Excerpt section start

Theodore Blake Wirgman (29 April 1848 - 16 January 1925) was a British painter and etcher who moved to London, studied at the Royal Academy Schools, became a painter of history and genre subjects, and worked as a portrait artist for The Graphic. A number of these portraits are held at the National Portrait Gallery.

==Early life and family==
Theodore Blake Wirgman was born in Belgium and died in London. He and his siblings, Charles Wirgman (1832-1891), Thomas Ernest (1834-1907), Francis Wirgman (1837-1860), Clara Emma (1841-1905), Helen Augusta (1843-1906), George Ferdinand (1845-1923) and Arthur David (1846-1925), were the sons of Ferdinand Charles Wirgman Russell (1806-1858) and Frances Letitia Diggins (1812-1891). The Wirgman ancestral family had been successful silversmiths who had come to London from Sweden early in the 18th century. Thomas Wirgman Upjohn, Theodore Blake's grandfather, wrote books on Kant, the German philosopher. Several of Theodore Blake's siblings died in infancy. His sister Clara E. married into the French family Thevenard, and his brother George F. emigrated to Uruguay, and had 16 children with Celedonia Guerrero Muñoz.

Wirgman began his formal art education at the Royal Academy at the age of fifteen. His early career saw him working in Paris for a time, but he eventually returned to London, where he established a reputation as a skilled portrait artist.

==Career==
He worked from a studio at 24 Dawson Place, Notting Hill, London, and joined The Arts Club in 1892.

Wirgman was part of a group of avant-garde young artists who emulated Edward Burne-Jones and Simeon Solomon. This group was made up of Walter Crane, Robert Bateman, Harry Ellis Wooldridge and Edward Clifford.

Among Wirgman’s most notable works is "Peace with Honour", which depicts Queen Victoria and Disraeli in the visitors’ sitting room at Osborne House in July 1878, following the signing of the Berlin Treaty. In 1884, he sought permission to study what was believed to be the Drawing Room, resulting in an engraving of the painting that became widely popular. This work, now part of the Royal Collection, underscores Wirgman’s ability to immortalize pivotal moments in British history.

Excerpt section end

** Problems to solve **
**1)** Name the members of the group of avant-garde young artists to which, according to the passage on Theodore Blake Wirgman, Wirgman belonged.
**2)** Reproduce everything in the passage on Theodore Blake Wirgman from "Wirgman began his" down to "Club in 1892.".
The entries have no connection to the passage on Theodore Blake Wirgman.

Dataset excerpts section start

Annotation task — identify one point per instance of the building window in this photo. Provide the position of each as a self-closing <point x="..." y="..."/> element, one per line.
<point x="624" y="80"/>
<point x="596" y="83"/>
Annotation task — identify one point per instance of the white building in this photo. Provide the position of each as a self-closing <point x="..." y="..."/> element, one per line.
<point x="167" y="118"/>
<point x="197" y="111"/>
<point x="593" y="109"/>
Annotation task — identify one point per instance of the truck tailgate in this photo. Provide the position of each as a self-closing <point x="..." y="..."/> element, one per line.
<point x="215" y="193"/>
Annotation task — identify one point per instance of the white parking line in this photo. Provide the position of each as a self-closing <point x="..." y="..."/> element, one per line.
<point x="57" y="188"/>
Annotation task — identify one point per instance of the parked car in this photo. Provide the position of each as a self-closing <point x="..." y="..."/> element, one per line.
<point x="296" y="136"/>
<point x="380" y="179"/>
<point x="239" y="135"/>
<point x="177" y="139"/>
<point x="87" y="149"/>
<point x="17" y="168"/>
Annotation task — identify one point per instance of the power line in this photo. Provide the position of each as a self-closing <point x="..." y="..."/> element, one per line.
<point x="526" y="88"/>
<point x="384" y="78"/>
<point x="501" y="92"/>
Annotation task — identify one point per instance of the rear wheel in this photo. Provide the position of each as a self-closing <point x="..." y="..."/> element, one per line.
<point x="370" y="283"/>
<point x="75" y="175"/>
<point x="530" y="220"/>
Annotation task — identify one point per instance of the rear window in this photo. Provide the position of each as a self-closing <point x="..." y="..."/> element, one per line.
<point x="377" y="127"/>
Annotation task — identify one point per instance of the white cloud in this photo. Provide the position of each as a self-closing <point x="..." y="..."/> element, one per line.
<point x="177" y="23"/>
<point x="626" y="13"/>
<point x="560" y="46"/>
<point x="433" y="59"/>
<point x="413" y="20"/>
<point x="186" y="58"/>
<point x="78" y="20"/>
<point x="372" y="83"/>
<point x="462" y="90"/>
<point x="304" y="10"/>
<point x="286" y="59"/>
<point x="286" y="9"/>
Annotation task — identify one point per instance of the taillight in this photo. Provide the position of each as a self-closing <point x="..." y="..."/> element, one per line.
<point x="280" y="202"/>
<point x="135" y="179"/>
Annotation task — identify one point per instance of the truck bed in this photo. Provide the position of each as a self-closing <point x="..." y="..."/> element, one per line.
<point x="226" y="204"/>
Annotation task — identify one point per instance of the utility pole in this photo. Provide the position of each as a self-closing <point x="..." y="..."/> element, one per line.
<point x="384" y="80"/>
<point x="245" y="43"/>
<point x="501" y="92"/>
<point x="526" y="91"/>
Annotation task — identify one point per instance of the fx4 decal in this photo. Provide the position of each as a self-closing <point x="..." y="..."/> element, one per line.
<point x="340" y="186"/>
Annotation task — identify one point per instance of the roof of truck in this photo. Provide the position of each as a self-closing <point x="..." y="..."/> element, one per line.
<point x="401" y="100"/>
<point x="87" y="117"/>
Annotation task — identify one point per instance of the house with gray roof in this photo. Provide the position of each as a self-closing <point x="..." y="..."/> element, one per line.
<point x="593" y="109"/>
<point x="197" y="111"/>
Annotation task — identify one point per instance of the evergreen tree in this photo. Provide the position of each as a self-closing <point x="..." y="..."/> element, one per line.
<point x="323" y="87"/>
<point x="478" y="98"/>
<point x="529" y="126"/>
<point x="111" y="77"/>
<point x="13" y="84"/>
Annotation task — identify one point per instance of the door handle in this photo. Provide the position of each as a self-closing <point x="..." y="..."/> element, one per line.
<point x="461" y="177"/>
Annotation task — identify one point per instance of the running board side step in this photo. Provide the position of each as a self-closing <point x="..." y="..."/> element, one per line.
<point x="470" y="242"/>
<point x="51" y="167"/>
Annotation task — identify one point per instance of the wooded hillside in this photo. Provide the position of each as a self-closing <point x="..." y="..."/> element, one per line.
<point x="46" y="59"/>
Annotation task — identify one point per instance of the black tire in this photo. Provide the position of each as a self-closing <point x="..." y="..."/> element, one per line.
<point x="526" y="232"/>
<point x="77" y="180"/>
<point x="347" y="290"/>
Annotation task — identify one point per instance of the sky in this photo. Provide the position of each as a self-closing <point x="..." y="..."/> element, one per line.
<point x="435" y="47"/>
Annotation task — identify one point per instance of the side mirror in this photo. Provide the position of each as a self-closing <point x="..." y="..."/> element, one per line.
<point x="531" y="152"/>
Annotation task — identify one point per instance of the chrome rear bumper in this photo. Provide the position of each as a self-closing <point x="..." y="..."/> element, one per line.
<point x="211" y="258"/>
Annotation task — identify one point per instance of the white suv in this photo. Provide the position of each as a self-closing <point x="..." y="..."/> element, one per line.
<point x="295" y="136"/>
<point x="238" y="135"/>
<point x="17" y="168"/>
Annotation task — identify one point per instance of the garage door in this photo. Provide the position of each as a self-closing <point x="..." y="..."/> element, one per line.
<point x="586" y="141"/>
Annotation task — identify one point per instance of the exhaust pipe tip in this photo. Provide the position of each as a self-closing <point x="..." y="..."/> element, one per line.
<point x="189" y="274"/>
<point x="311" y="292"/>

Dataset excerpts section end

** Outputs by task **
**1)** Walter Crane, Robert Bateman, Harry Ellis Wooldridge and Edward Clifford

**2)**
Wirgman began his formal art education at the Royal Academy at the age of fifteen. His early career saw him working in Paris for a time, but he eventually returned to London, where he established a reputation as a skilled portrait artist.

==Career==
He worked from a studio at 24 Dawson Place, Notting Hill, London, and joined The Arts Club in 1892.